--- Start ---

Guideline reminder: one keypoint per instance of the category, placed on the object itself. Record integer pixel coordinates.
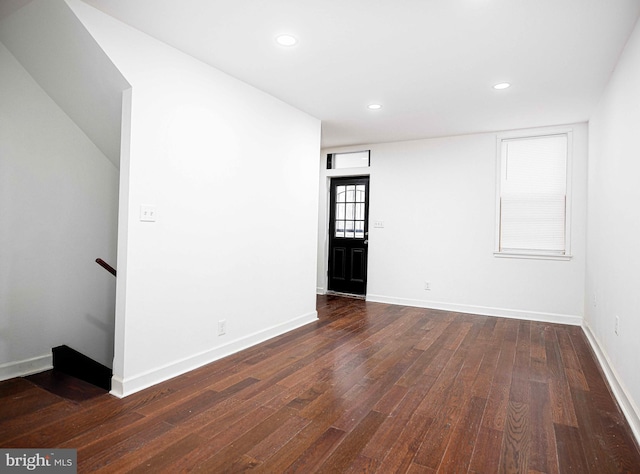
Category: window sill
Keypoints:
(533, 256)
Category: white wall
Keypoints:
(50, 42)
(436, 198)
(613, 270)
(233, 175)
(58, 211)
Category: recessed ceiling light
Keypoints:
(286, 40)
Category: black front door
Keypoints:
(348, 235)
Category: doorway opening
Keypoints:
(348, 235)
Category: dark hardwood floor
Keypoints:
(368, 388)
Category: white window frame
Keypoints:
(500, 139)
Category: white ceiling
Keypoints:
(430, 63)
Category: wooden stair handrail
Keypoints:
(106, 266)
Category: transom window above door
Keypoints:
(350, 211)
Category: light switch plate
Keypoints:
(147, 213)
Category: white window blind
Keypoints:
(533, 195)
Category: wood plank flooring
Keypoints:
(368, 388)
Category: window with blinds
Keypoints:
(533, 196)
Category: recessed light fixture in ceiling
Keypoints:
(286, 40)
(502, 85)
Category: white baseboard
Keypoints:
(122, 387)
(628, 407)
(482, 310)
(26, 367)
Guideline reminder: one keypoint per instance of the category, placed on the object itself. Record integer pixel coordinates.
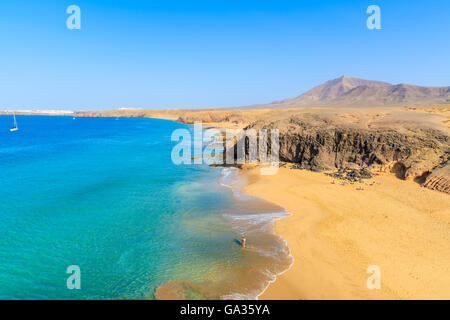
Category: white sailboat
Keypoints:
(15, 128)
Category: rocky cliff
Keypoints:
(411, 152)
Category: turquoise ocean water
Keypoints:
(104, 194)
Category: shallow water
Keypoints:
(104, 194)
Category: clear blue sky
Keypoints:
(156, 54)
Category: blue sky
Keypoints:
(158, 54)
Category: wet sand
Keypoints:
(336, 232)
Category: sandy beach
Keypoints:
(336, 232)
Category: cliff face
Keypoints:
(319, 144)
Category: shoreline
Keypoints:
(335, 232)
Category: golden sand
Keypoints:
(336, 232)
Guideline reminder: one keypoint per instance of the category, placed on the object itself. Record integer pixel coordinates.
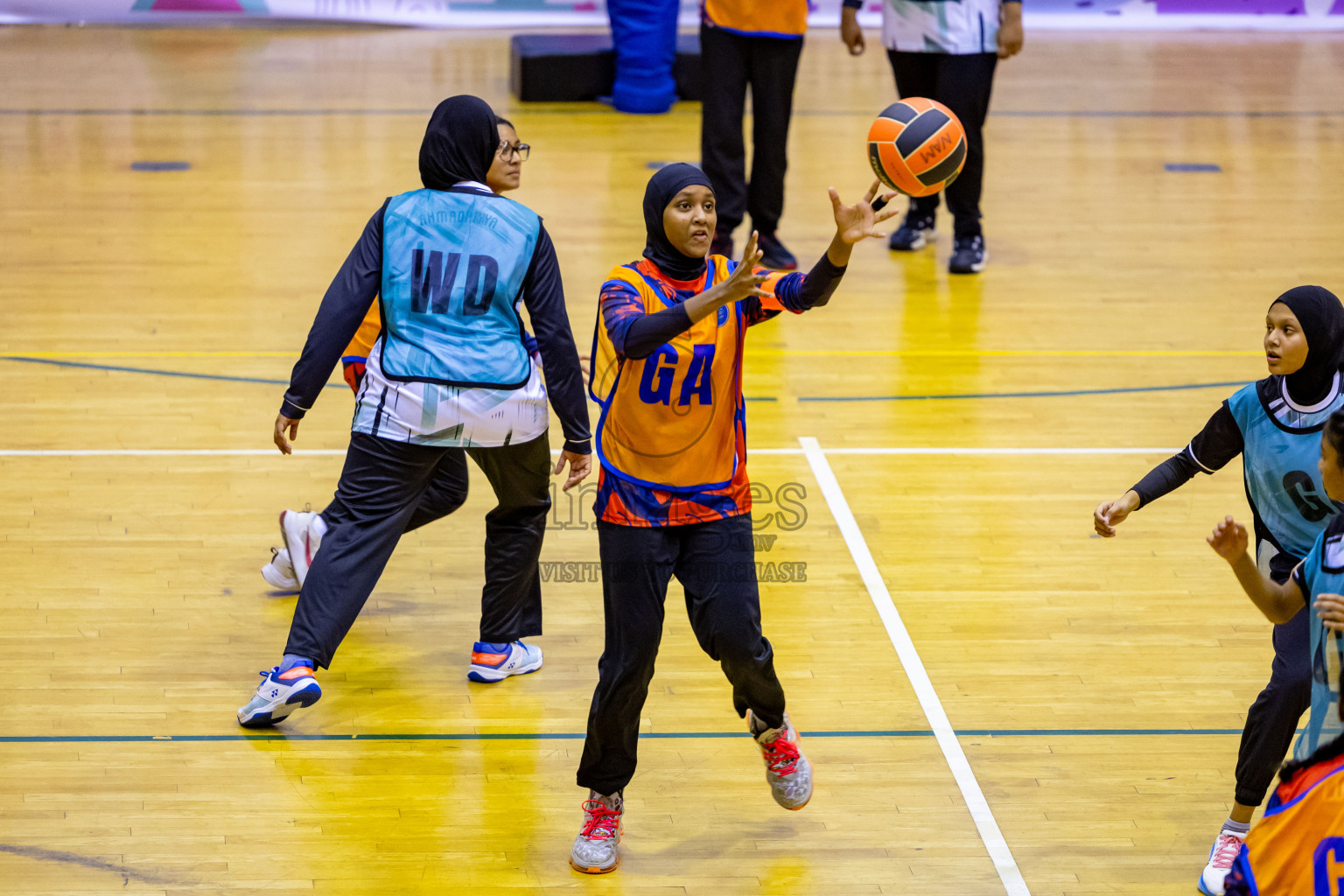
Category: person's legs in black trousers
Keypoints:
(445, 492)
(724, 156)
(964, 87)
(917, 75)
(637, 564)
(379, 489)
(1271, 720)
(717, 567)
(511, 601)
(773, 69)
(444, 496)
(715, 564)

--- End ---

Could you return every line of the items above unchanged, leaving out the pictures?

Guideline reminder: one keypoint per instance of the category, placed on the object itself. Record integer pixel coordinates.
Category: window sill
Keypoints:
(533, 256)
Category: white wall
Keypoints:
(50, 42)
(436, 198)
(613, 270)
(233, 175)
(58, 211)
Category: recessed ceiling light
Keypoints:
(286, 40)
Category: black front door
Keypoints:
(348, 235)
Category: doorway opening
Keypoints:
(348, 235)
Category: dark hardwood floor
Keypoints:
(368, 388)
Category: white window frame
Keypoints:
(500, 139)
Category: white ceiling
Keypoints:
(430, 63)
Category: wooden stair handrail
Keypoints:
(106, 266)
Category: transom window above door
Keypoints:
(350, 211)
Category: light switch plate
Keypoints:
(147, 213)
Category: white window blind
Keypoints:
(533, 195)
Category: wood plank flooring
Keypoints:
(368, 388)
Category: window with blinds
Keypoints:
(533, 196)
Category: recessed light fixture in ceiling
Keypoints:
(286, 40)
(502, 85)
Category: white baseboard
Keypoints:
(122, 387)
(628, 407)
(482, 310)
(26, 367)
Guideline reminder: one keypoint per instance of the category, placed on the object itself. Record integer pixel coordinates.
Category: white sailboat
Keypoints:
(15, 128)
Category: rocky cliff
Keypoints:
(411, 152)
Category: turquoise ocean water
Keypoints:
(104, 194)
Category: shallow water
Keypoints:
(104, 194)
Category: clear blue sky
Keypoints:
(156, 54)
Category: blue sky
Keypoints:
(158, 54)
Category: wet sand
Keypoints:
(336, 232)
Category: sandy beach
Keypoints:
(336, 232)
Category: cliff face
Keypoints:
(319, 144)
Category: shoreline
Keypoints:
(335, 232)
Category: golden sand
Keypoints:
(336, 232)
Guideline reminder: one keypoint per instance of the category, placed on the object itself. Record integer pixel coordinates.
Category: person's legs in black trousers
Keypoints:
(445, 492)
(724, 156)
(964, 87)
(917, 75)
(637, 564)
(379, 489)
(1271, 720)
(717, 567)
(511, 601)
(773, 69)
(444, 496)
(715, 564)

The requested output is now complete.